***** DATASET CONTENT

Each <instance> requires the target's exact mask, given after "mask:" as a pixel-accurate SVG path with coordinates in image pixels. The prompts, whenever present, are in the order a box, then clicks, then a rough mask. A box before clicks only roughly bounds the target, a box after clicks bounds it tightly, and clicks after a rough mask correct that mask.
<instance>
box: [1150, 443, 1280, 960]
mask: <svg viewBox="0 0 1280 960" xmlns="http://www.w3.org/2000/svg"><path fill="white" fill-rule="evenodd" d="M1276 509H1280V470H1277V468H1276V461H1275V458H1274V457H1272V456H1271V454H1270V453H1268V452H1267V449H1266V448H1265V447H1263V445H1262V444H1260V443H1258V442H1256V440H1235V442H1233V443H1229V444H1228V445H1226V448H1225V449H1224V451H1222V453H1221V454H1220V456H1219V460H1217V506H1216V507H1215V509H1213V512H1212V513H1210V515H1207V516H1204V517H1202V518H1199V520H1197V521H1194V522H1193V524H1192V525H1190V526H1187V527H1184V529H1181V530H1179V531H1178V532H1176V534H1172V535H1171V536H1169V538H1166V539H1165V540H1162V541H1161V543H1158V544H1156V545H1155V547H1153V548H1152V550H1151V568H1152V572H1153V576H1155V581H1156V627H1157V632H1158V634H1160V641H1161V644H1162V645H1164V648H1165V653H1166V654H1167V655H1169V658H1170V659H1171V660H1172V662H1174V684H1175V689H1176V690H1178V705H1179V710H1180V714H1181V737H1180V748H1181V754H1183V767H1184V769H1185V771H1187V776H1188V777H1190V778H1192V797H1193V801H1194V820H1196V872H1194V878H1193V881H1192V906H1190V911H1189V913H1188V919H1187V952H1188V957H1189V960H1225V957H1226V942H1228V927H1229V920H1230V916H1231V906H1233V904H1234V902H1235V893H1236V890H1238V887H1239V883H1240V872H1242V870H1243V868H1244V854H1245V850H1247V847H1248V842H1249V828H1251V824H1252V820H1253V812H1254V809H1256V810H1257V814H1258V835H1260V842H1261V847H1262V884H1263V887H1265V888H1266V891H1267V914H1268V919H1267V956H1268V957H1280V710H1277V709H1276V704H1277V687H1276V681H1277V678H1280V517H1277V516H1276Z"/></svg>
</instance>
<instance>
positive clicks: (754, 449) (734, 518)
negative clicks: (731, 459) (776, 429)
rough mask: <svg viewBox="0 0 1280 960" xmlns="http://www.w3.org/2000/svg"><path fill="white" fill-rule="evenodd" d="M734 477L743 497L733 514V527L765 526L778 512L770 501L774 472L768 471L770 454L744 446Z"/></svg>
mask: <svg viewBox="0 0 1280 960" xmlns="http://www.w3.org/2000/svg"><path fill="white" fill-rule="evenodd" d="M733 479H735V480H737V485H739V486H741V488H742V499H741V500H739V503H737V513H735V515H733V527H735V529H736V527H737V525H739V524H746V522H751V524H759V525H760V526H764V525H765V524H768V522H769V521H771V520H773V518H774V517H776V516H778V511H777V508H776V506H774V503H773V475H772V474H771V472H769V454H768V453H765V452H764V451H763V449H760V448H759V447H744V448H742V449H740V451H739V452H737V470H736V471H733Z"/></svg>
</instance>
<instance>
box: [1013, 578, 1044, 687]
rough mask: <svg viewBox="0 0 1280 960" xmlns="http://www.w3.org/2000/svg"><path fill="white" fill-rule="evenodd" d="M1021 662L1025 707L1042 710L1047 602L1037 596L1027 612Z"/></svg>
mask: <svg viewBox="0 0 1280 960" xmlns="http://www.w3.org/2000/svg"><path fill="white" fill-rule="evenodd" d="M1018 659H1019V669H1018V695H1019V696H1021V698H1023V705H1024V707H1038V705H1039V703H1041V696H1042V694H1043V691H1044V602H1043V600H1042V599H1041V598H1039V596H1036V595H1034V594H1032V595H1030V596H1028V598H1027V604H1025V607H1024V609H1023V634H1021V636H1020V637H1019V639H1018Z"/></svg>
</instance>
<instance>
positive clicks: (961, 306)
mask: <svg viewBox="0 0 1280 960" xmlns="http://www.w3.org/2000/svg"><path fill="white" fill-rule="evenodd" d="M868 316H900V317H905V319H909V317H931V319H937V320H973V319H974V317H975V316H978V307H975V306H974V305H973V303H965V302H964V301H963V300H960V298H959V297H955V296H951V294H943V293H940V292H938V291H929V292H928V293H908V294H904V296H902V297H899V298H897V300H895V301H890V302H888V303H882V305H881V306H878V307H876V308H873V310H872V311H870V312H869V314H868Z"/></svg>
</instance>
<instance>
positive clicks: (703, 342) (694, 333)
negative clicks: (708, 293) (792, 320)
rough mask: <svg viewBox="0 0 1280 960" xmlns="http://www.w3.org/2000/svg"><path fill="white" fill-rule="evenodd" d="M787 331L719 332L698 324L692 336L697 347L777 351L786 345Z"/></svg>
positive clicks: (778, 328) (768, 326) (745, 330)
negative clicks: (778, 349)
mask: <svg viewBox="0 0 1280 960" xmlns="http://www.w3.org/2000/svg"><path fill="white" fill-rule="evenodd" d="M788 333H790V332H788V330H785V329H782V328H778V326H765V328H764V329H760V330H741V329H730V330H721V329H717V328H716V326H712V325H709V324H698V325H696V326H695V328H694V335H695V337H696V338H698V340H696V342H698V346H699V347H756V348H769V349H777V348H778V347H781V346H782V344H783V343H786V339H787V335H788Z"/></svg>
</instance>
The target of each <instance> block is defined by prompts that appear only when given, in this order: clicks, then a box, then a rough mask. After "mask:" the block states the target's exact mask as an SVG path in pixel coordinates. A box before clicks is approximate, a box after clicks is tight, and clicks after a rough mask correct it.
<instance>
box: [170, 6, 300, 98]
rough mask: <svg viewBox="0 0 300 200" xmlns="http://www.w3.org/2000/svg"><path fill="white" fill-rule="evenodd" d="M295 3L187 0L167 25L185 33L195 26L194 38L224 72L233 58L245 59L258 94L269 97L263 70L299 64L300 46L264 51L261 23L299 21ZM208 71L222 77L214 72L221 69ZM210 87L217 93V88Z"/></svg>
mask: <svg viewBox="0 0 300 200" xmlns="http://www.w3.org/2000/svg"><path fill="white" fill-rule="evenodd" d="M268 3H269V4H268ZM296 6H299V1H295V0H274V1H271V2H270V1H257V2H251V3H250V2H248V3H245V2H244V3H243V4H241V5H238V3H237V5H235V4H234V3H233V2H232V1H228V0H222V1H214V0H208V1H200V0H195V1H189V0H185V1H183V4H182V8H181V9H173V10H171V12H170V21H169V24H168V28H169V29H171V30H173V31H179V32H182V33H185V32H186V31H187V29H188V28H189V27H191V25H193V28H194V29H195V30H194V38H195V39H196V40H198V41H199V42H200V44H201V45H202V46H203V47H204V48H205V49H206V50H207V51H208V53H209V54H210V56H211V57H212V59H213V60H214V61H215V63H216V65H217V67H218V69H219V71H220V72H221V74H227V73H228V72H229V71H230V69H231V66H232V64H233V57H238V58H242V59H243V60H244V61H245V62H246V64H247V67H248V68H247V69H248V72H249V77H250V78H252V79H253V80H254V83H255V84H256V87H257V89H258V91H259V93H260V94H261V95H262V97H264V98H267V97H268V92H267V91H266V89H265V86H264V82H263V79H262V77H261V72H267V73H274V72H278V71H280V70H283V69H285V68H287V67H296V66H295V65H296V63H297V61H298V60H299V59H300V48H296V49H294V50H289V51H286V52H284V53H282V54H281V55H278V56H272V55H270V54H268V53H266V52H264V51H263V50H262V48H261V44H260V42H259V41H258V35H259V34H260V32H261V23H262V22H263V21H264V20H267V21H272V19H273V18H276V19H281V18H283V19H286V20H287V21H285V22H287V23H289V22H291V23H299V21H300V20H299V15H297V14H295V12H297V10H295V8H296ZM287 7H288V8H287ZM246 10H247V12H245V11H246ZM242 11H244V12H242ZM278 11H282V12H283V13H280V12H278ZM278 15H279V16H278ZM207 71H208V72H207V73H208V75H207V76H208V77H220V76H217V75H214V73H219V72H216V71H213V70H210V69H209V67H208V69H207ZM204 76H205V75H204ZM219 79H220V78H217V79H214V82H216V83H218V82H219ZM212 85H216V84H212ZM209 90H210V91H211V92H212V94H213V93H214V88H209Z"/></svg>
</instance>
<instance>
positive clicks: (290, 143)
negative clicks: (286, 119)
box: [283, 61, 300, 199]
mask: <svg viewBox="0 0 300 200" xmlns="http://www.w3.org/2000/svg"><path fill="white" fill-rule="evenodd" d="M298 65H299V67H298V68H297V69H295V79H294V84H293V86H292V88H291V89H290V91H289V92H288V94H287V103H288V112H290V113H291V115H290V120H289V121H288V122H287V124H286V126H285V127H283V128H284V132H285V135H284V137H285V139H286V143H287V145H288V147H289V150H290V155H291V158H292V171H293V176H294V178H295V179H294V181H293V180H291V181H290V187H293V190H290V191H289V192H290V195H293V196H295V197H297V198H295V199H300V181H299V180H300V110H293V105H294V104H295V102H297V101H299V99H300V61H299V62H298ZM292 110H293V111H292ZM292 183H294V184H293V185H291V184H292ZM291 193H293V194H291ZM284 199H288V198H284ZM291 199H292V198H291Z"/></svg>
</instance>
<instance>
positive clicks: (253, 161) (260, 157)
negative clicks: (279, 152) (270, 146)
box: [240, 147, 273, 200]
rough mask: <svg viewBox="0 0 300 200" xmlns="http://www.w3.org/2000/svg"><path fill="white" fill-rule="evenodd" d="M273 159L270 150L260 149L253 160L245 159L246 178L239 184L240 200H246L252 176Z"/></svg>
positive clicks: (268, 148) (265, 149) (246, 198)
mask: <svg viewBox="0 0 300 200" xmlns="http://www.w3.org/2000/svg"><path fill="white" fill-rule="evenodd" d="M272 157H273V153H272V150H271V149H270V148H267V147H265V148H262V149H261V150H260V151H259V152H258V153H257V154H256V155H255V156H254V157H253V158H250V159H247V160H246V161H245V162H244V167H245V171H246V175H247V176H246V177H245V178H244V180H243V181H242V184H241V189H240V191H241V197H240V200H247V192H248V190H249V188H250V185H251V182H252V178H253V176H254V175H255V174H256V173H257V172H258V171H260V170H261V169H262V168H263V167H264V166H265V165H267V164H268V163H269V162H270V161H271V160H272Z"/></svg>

**********

Return the stored records from their first line through the line holding "box: [1150, 443, 1280, 960]", both included, with every character unchanged.

PROBLEM SOLUTION -
Each <instance> requires the target's exact mask, given after "mask:" as a pixel-accurate SVG path with coordinates in image pixels. The prompts, whenever present, are in the order a box, then clicks, then a rough mask. A box before clicks only roughly bounds the target, a box after clicks bounds it tightly, and clicks after a rough mask correct that mask.
<instance>
box: [1150, 443, 1280, 960]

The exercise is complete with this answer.